* _Set of tasks_:
a – In one to three sentences, explain why the passage about Hammett and Black Mask says Cap Shaw did not create Hammett the writer.
b – From the passage about Hammett and Black Mask, copy the part that opens with the words containing "But just as" and closes with "the next volume.".

* _Exercise passage_:
BEGIN
So, now we’ve got Black Mask, and Dashiell Hammett writing about The Continental Op. There’s a misconception that Cap Shaw made Hammett, and that Shaw turned Black Mask into a hardboiled magazine (Shaw himself helped foster the latter misconception, though he also downplayed it as well).

But just as Daly came before Hammett, – though the second became the greater – two men edited The Op and steered Black Mask into the hardboiled genre before Shaw took the helm. Shaw undeniably turned Black Mask into THE definitive hardboiled pulp, but Hammett wrote over half his Op stories before Shaw arrived. Shaw didn’t create Hammett the writer – though he did resurrect Hammett the writer. More on that in the next volume.

Nine of the eleven stories in this collection came under the oversight of George W. Sutton, who was a writer of automobile and motorboat articles for various publications. Sutton was three months into his editorship when he published “Arson Plus.” At that time, Black Mask was a mix of Westerns, weird menace, ghost stories, and not-so-hardboiled detective stories. Hammett and Daly truly were the first to walk down those mean streets.

In March of 1924, the Sherlock Holmes story “The Adventure of the Creeping Man,” and “Murder on the Links” (the second Hercule Poirot novel), were published. That was the state of the mystery story in England. “Arson Plus” had a rural feel to it, but it was no grotesque mystery, or a golf course murder committed with a paper knife. And it most certainly did not feature a brilliant, eccentric, unconventional private detective solving the case by finding bizarre clues.

This was a reasonably intelligent private eye using logic and shoe leather to figure out who used arson to kill a reclusive man. And this private eye did not blast his way through the story, leaving a trail of corpses, as Race Williams did. In fact, we don’t even hear mention of the Op carrying a gun until the fifth story.

The plot in “Arson Plus” could easily have been from a Holmes or Poirot story: ‘“But Holmes, Thornburgh’s man, Coons, saw him in the window, engulfed in flames.” My friend gave me an enigmatic smile. “Did he indeed, Watson?” Holmes could be positively infuriating at times.’

But there’s none of that here. The Op, aided by a smart but lazy policeman, doggedly works the trail, asking questions and looking for clues. It’s not about the specific type of clay on someone’s shoe, or the angle of a mirror after a bullet had shattered it – Hammett used his experience as a Pinkerton to write more realistic detective fiction. As Raymond Chandler wrote of Hammett: “He made some of it up; all writers do; but it had a basis in fact; it was made up out of real things.”

Someone traveled by train? ‘Tracing baggage is no trick at all, if you have the dates and check numbers to start with – as many a bird who is wearing somewhat similar numbers on his chest and back, because he overlooked that detail when making his getaway, can tell you…’

A few stories later, the Op relates, ‘99 percent of detective work is a patient collecting of details – and your details must be got as nearly first-hand as possible, regardless of who else has worked the territory before you.’ These stories foreshadow the police procedural.
END
* _Raw data_:
BEGIN
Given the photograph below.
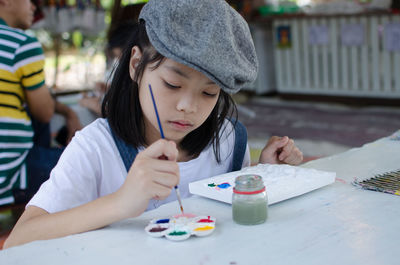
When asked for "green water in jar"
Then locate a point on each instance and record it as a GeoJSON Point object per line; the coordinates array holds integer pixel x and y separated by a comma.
{"type": "Point", "coordinates": [250, 212]}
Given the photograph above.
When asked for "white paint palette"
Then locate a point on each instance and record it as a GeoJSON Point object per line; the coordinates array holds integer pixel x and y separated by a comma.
{"type": "Point", "coordinates": [282, 182]}
{"type": "Point", "coordinates": [181, 227]}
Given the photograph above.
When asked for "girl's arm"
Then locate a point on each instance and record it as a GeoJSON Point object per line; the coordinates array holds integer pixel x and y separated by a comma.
{"type": "Point", "coordinates": [281, 150]}
{"type": "Point", "coordinates": [37, 224]}
{"type": "Point", "coordinates": [148, 178]}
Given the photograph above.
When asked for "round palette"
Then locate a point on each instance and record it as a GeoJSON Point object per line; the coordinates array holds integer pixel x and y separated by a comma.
{"type": "Point", "coordinates": [181, 227]}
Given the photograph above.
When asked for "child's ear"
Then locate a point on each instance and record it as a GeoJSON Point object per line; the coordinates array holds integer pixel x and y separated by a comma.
{"type": "Point", "coordinates": [136, 56]}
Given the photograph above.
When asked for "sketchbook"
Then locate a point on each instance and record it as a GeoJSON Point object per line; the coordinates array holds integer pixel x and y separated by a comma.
{"type": "Point", "coordinates": [282, 182]}
{"type": "Point", "coordinates": [388, 182]}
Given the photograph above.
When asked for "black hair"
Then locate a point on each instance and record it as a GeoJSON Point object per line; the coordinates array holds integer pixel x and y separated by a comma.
{"type": "Point", "coordinates": [122, 108]}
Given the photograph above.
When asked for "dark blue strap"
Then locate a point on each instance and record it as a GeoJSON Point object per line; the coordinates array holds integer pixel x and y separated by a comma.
{"type": "Point", "coordinates": [240, 145]}
{"type": "Point", "coordinates": [127, 152]}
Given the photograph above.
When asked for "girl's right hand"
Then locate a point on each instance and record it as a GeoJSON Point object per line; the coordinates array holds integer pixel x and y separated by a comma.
{"type": "Point", "coordinates": [150, 177]}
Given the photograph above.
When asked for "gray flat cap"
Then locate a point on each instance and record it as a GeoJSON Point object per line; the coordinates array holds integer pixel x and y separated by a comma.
{"type": "Point", "coordinates": [207, 35]}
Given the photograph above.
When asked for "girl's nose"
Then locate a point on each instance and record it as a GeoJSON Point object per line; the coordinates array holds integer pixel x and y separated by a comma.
{"type": "Point", "coordinates": [187, 103]}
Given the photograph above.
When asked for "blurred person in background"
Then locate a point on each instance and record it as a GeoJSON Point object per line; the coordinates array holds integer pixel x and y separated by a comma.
{"type": "Point", "coordinates": [26, 107]}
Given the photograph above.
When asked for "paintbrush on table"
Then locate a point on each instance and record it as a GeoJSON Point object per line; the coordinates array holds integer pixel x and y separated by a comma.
{"type": "Point", "coordinates": [178, 195]}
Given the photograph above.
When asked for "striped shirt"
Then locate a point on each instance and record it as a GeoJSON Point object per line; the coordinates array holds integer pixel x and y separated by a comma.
{"type": "Point", "coordinates": [21, 68]}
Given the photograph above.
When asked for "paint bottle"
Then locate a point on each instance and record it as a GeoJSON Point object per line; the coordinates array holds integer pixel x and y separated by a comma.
{"type": "Point", "coordinates": [249, 200]}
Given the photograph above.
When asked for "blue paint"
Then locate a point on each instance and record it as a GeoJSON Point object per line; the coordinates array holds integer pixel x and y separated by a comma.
{"type": "Point", "coordinates": [224, 185]}
{"type": "Point", "coordinates": [162, 221]}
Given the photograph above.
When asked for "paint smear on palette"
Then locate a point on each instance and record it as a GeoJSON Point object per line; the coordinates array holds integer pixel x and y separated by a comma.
{"type": "Point", "coordinates": [204, 228]}
{"type": "Point", "coordinates": [221, 186]}
{"type": "Point", "coordinates": [162, 221]}
{"type": "Point", "coordinates": [181, 227]}
{"type": "Point", "coordinates": [208, 220]}
{"type": "Point", "coordinates": [187, 215]}
{"type": "Point", "coordinates": [158, 229]}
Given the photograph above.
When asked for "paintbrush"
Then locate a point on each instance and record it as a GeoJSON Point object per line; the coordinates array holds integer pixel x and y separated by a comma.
{"type": "Point", "coordinates": [178, 195]}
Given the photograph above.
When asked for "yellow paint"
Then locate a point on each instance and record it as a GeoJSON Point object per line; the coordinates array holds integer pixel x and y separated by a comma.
{"type": "Point", "coordinates": [204, 228]}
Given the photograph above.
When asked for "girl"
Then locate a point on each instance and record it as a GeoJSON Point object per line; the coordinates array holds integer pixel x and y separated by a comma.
{"type": "Point", "coordinates": [193, 54]}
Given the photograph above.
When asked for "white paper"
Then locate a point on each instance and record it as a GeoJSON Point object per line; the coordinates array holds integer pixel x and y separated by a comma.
{"type": "Point", "coordinates": [392, 37]}
{"type": "Point", "coordinates": [282, 182]}
{"type": "Point", "coordinates": [352, 34]}
{"type": "Point", "coordinates": [318, 35]}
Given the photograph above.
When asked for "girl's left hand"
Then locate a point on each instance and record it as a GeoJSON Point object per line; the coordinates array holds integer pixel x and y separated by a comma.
{"type": "Point", "coordinates": [281, 150]}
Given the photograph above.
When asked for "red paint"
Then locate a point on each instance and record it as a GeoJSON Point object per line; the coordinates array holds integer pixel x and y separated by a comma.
{"type": "Point", "coordinates": [206, 220]}
{"type": "Point", "coordinates": [157, 229]}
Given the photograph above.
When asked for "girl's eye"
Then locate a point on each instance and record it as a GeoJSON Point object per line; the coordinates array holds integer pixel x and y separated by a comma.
{"type": "Point", "coordinates": [170, 86]}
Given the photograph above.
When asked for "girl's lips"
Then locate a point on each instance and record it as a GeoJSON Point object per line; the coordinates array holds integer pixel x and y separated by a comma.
{"type": "Point", "coordinates": [181, 125]}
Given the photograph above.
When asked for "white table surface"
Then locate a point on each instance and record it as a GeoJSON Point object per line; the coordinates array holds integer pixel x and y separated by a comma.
{"type": "Point", "coordinates": [337, 224]}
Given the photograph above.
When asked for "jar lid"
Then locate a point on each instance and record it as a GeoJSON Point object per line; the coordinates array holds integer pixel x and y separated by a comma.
{"type": "Point", "coordinates": [249, 182]}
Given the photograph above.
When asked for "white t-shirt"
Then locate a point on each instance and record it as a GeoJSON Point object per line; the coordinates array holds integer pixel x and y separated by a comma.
{"type": "Point", "coordinates": [91, 167]}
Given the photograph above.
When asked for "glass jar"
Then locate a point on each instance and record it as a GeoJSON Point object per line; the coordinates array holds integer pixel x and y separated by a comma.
{"type": "Point", "coordinates": [249, 200]}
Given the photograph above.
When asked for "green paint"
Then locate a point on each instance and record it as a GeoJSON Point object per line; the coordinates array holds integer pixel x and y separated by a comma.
{"type": "Point", "coordinates": [250, 212]}
{"type": "Point", "coordinates": [177, 233]}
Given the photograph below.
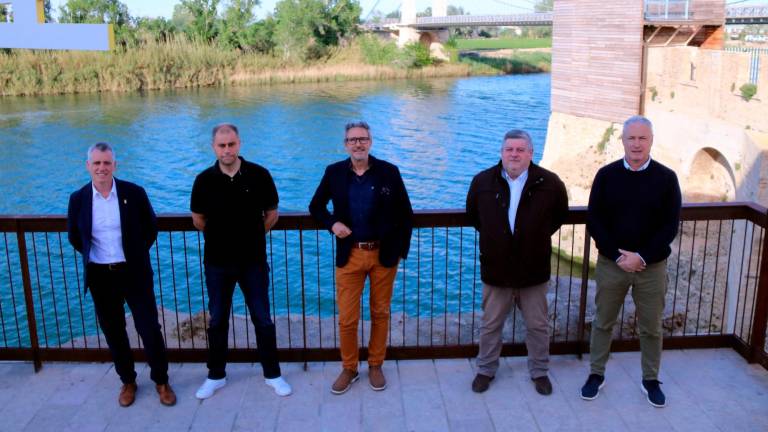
END
* _Answers by item_:
a – Hammett had written over half his Op stories before Shaw arrived. Two earlier editors had already handled the Op and steered Black Mask into the hardboiled genre before Shaw took over.

b –
But just as Daly came before Hammett, – though the second became the greater – two men edited The Op and steered Black Mask into the hardboiled genre before Shaw took the helm. Shaw undeniably turned Black Mask into THE definitive hardboiled pulp, but Hammett wrote over half his Op stories before Shaw arrived. Shaw didn’t create Hammett the writer – though he did resurrect Hammett the writer. More on that in the next volume.